Problem requirements: Rewrite everything from the line containing "Please identify the earlobe" down to the end of the entries below, keeping the requests unchanged. Multiply each pixel coordinate in the answers by 0.55 and round it to a whole number, with halves rounding up.

Input:
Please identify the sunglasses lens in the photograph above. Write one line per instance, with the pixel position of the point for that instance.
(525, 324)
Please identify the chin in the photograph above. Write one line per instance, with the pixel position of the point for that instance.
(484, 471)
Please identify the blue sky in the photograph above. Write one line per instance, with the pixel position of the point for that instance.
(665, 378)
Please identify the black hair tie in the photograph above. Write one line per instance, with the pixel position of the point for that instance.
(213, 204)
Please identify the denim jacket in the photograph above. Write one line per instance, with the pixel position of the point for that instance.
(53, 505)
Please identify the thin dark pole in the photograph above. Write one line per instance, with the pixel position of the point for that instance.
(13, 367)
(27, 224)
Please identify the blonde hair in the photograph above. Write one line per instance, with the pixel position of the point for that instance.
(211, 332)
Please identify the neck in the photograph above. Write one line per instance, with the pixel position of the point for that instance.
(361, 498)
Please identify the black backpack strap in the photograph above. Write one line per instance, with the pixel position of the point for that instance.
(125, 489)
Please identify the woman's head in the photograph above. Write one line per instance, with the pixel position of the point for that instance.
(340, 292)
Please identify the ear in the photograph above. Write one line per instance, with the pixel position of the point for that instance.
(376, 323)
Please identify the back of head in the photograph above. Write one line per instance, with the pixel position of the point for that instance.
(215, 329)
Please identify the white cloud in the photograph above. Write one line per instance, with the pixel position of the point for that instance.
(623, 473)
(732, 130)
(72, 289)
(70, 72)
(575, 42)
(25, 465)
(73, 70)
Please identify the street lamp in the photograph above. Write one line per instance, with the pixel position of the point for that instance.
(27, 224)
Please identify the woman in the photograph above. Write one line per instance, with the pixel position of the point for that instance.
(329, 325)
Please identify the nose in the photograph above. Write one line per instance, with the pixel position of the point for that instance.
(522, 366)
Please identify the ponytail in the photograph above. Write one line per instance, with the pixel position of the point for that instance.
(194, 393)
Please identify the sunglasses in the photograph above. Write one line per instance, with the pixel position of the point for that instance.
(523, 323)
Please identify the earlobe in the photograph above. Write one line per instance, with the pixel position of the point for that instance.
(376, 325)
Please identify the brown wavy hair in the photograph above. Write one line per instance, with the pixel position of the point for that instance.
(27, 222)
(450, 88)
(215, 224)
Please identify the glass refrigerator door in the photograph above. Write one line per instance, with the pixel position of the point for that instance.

Response below:
Please identify the earlobe in the photograph above. Write one line per instance, with the pixel position of the point for that instance.
(207, 179)
Please identify the brown wavy hair in the photograph above. Write one line per instance, with the pixel position of the point for that instance.
(15, 122)
(248, 48)
(118, 123)
Please identify the glass refrigerator door in the photograph above. Write one line per instance, with the pixel position of the point for that instance.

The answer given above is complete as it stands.